Dettagli del compito: Trascrivi parola per parola il passo della pagina che comincia con le parole "Volendo riassumere tutto" e termina dopo le parole "onda da cavalcare.".

Pagina:

★ ★ ★ ★ ★

A distanza di qualche anno dalla sua prima pubblicazione, il mio romanzo di esordio “Nelson” è tornato in mare con una versione a stampa, nella nuova collana Odissea Narrativa di Delos Digital edizioni.
Questa uscita lo ha riportato all’attenzione di blogger e pubblico, in un contesto forse un po’ cambiato rispetto a quello del 2016: sicuramente più dinamico e più aperto alle scritture sperimentali – come forse è “Nelson”: non tanto dal punto di vista dello stile, quanto da quello del genere letterario.
Ne ha parlato Jessica Dichiara per il blog “Les Fleurs du Mal”, gestito dalla vulcanica Alessandra Micheli.
Sul genere ci possiamo un po’ sbizzarrire.
Leggi QUI la recensione completa: Recensione di “Nelson” di Giulia Abbate a cura di Jessica Dichiara
Sicuramente fantascienza con delle note ucroniche suonate da viaggiatori del tempo che portano scompiglio nei porti temporali in cui approdano.
Romanzo di mare affascinante nell’intreccio, nei luoghi, nei personaggi, nei sentimenti, nei segreti.
(…)
Volendo riassumere tutto con un aggettivo userei intenso.
Intenso come il colore profondo del mare.
L’intensità ci viene regalata dal miscuglio di generi che mi auguro diventi una nuova sfida per il romance, un nuovo porto in cui attraccare, una nuova onda da cavalcare.
Non so dire quanto mi faccia felice questa recensione di Jessica Dichiara.
Mi fa piacere per diversi motivi. Intanto, perché è una recensione positiva e un parere favorevole è sempre un dono. Poi, è su Les fleurs du mal blog che è uno spazio libero, originale e davvero di carattere. GRAZIE!
Mi fa piacere pure per un’altra ragione, più articolata, che ora provo a spiegare.
La mia “politica”, come forse saprete, è di non discutere mai i pareri di lettrici e lettori, anche quando sono negativi. Ciò detto, mi viene naturale contrapporre una recensione come questa ad altri pareri che ho letto sul mio piccolo primo romanzo.
Che non sarà un capolavoro, ma che forse non meritava la pesantezza che a volte ha ricevuto per il fatto di essere un romanzo in cui i generi si mescolano, e quindi non “di vera fantascienza”.
Per il fatto di essere un romanzo in cui ho osato raccontare anche un amore, cosa che per qualcuno evidentemente svilisce la fantascienza.

★ ★ ★ ★ ★

Materiale fornito:
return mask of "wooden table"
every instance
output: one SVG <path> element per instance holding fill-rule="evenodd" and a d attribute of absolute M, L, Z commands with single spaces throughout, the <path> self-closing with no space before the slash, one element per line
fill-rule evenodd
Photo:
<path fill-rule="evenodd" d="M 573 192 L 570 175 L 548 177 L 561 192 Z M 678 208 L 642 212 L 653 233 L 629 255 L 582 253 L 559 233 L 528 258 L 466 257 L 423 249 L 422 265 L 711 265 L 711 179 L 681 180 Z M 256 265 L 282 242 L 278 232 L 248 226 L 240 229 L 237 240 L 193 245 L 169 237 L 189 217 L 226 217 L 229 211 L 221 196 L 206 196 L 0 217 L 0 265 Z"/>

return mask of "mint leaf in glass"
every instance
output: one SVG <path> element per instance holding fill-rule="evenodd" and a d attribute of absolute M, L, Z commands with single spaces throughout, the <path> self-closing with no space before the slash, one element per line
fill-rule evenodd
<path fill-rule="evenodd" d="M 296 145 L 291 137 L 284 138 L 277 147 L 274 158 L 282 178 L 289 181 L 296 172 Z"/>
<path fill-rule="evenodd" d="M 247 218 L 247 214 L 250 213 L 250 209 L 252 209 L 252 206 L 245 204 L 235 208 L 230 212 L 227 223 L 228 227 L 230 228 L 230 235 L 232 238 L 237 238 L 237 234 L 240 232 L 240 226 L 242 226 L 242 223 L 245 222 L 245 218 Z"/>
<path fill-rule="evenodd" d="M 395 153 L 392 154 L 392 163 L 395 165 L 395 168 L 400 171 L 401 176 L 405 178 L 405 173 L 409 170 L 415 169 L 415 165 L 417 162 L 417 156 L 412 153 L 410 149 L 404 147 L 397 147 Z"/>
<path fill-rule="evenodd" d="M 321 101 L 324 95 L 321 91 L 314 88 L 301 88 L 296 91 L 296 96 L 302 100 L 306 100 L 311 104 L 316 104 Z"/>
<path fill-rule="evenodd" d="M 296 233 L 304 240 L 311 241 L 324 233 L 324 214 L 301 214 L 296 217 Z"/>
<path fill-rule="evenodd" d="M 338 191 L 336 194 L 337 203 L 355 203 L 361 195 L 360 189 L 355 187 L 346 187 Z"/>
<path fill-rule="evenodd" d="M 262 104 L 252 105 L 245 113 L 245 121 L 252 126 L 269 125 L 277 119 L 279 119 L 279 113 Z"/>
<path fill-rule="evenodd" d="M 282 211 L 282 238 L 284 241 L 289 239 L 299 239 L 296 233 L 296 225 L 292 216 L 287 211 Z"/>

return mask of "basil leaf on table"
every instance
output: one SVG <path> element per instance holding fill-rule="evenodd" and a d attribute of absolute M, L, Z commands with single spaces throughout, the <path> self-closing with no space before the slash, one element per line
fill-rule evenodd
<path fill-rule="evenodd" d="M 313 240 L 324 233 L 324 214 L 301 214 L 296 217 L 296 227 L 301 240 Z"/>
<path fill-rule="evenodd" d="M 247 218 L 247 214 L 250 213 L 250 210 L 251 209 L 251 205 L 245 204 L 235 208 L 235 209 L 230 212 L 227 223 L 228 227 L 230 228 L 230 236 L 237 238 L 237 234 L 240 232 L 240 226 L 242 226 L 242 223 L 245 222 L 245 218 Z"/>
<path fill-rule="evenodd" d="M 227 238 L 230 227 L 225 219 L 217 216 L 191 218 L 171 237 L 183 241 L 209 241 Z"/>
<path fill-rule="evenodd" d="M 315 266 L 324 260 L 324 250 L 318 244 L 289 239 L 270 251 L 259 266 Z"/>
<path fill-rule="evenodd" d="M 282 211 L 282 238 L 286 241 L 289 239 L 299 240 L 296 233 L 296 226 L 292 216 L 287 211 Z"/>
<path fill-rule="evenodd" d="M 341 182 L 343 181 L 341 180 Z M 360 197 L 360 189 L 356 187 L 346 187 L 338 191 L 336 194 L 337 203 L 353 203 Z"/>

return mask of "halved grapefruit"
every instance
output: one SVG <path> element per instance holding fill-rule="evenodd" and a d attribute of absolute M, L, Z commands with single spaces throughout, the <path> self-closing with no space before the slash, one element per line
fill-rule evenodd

★ ★ ★ ★ ★

Soluzione:
Volendo riassumere tutto con un aggettivo userei intenso.
Intenso come il colore profondo del mare.
L’intensità ci viene regalata dal miscuglio di generi che mi auguro diventi una nuova sfida per il romance, un nuovo porto in cui attraccare, una nuova onda da cavalcare.